_Object point labels_
== == ==

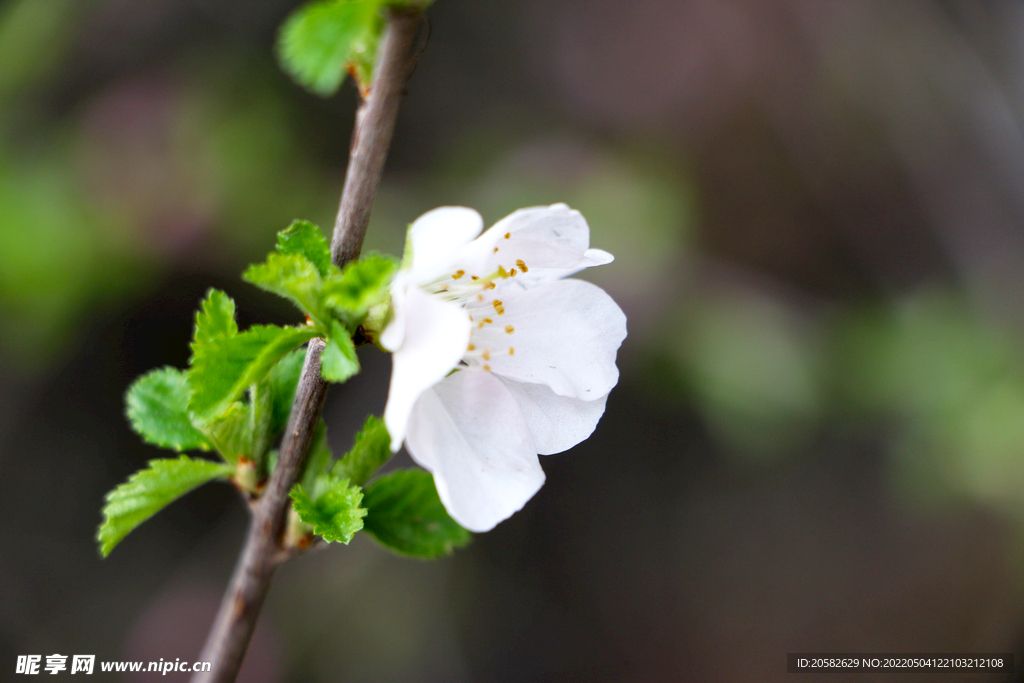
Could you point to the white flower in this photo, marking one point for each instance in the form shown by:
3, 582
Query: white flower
534, 354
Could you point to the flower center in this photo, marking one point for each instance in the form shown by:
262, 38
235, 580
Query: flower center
491, 336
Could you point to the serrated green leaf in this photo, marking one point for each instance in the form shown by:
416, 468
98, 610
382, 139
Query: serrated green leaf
260, 420
338, 361
360, 285
407, 515
304, 239
244, 429
148, 491
372, 450
364, 56
293, 276
225, 367
284, 380
229, 432
316, 42
158, 409
331, 507
214, 319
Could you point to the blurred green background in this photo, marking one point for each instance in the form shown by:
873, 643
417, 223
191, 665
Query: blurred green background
817, 443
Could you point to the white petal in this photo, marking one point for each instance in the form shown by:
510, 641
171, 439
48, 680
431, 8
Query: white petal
469, 432
564, 334
537, 275
436, 333
556, 423
552, 242
436, 238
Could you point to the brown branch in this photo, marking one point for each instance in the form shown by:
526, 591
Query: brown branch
225, 646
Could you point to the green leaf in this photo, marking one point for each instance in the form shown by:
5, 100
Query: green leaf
407, 515
317, 41
284, 381
158, 408
304, 239
260, 420
293, 276
364, 56
225, 367
372, 450
214, 319
229, 433
360, 285
245, 428
331, 507
338, 359
148, 491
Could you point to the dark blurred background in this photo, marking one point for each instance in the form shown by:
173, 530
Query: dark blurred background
817, 442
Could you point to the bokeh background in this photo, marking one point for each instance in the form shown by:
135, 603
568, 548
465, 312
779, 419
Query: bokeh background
817, 442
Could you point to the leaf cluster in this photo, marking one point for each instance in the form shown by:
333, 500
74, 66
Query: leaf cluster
236, 398
322, 41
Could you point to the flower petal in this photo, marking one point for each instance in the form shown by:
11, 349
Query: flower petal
556, 423
436, 239
469, 432
563, 334
436, 333
551, 242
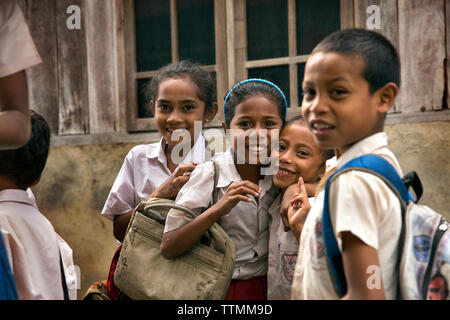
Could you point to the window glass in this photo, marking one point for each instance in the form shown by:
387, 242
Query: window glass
315, 20
153, 47
267, 29
143, 103
196, 31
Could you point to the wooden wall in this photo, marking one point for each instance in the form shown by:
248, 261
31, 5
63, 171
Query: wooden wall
81, 86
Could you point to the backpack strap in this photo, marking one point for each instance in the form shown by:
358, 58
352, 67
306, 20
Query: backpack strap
381, 168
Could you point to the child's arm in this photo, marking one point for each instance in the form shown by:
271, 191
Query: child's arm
15, 125
167, 190
295, 208
360, 261
179, 241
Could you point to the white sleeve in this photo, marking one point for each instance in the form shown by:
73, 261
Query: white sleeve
195, 194
121, 198
17, 49
359, 202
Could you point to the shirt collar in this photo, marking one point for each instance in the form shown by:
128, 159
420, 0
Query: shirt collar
365, 146
229, 174
196, 154
17, 195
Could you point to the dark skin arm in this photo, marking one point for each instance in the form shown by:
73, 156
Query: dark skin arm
15, 126
167, 190
357, 257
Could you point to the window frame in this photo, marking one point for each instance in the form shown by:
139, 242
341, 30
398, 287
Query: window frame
136, 124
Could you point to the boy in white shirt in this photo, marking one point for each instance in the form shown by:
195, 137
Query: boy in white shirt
17, 53
351, 81
38, 256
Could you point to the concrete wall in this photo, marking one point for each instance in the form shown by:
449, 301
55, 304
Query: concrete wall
77, 180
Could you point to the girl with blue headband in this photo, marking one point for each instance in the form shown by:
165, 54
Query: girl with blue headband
255, 111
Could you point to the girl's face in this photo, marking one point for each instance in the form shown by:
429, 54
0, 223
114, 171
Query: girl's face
252, 125
299, 156
177, 106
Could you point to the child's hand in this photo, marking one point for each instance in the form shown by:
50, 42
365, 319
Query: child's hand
170, 188
295, 215
236, 192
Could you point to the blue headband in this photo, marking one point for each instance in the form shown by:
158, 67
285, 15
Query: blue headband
256, 80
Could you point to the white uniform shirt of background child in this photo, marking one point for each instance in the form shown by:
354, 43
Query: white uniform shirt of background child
144, 169
33, 249
20, 52
247, 223
353, 195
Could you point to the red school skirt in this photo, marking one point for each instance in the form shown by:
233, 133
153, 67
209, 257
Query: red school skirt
250, 289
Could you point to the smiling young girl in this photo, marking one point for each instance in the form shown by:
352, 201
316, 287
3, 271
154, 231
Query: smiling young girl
302, 162
254, 109
180, 94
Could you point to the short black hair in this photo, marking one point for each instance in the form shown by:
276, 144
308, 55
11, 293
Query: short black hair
185, 69
378, 53
25, 165
250, 89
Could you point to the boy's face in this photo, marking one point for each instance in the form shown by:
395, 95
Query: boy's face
337, 103
177, 107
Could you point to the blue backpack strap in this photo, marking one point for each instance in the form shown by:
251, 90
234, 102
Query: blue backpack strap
369, 163
8, 290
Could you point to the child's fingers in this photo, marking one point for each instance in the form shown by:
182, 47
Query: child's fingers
247, 184
243, 190
184, 169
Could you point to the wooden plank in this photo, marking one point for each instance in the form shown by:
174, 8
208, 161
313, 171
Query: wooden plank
276, 61
447, 26
422, 53
130, 64
347, 14
240, 41
43, 79
72, 71
220, 27
292, 35
174, 30
101, 67
121, 125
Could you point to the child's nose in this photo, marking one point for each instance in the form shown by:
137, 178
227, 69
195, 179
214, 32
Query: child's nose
174, 117
318, 105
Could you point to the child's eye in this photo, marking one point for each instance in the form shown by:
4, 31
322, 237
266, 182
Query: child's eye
163, 107
302, 153
308, 92
338, 92
244, 124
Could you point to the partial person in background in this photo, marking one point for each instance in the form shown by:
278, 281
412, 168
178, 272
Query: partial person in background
17, 53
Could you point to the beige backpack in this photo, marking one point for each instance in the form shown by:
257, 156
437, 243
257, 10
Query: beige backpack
204, 273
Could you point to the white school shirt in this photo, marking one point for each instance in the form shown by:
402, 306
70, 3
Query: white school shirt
17, 49
283, 250
33, 248
362, 204
247, 223
144, 169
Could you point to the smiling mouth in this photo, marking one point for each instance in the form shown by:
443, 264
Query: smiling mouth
320, 126
282, 172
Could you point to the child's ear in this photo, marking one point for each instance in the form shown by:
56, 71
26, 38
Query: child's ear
152, 107
386, 97
212, 113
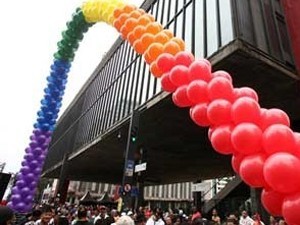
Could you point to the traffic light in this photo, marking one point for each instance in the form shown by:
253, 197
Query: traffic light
134, 133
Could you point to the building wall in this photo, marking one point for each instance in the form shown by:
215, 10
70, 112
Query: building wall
178, 193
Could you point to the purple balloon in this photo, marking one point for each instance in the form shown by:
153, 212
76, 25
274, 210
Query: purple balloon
29, 178
20, 184
27, 150
37, 171
15, 199
24, 163
33, 185
25, 191
41, 139
33, 144
34, 164
37, 151
29, 157
29, 199
25, 170
21, 207
37, 132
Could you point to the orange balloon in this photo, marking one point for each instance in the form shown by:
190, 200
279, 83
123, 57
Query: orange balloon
141, 11
154, 50
147, 39
155, 70
128, 8
123, 17
172, 47
135, 14
138, 47
124, 32
117, 12
154, 28
130, 24
139, 31
161, 37
117, 24
144, 20
168, 32
180, 42
131, 38
147, 58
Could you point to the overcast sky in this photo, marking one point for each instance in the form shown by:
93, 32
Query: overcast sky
29, 32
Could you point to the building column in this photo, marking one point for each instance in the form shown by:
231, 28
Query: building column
128, 180
63, 182
292, 15
256, 205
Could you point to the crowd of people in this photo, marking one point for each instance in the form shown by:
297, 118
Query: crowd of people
102, 215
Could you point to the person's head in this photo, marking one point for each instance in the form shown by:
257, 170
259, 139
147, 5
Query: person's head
140, 219
125, 220
102, 210
63, 220
214, 212
36, 214
282, 222
6, 215
194, 209
81, 213
168, 220
232, 221
114, 213
47, 214
244, 214
157, 213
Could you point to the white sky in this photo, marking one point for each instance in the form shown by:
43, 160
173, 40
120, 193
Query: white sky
29, 32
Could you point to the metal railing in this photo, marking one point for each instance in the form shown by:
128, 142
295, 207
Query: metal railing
123, 82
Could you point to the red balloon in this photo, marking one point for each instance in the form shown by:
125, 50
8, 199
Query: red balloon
236, 162
179, 75
291, 209
197, 91
245, 92
278, 138
166, 83
274, 116
245, 109
180, 97
200, 70
224, 74
199, 115
184, 58
220, 88
219, 112
247, 138
281, 172
251, 170
210, 131
272, 201
221, 141
297, 144
165, 62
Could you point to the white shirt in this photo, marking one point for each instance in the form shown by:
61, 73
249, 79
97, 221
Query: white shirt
151, 221
246, 221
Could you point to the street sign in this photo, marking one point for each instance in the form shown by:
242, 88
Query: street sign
140, 167
200, 187
129, 168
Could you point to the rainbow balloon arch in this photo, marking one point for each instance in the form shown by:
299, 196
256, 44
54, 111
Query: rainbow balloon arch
265, 151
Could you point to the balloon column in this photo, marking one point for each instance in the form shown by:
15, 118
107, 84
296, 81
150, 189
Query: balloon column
265, 151
28, 177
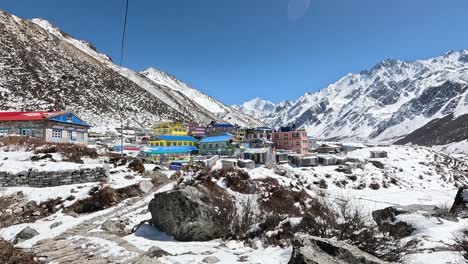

== == ==

_Written instruction_
Count the lines in the records above that contain the string "concrete", matching case exactly, and give only the number.

_Completed exercise_
2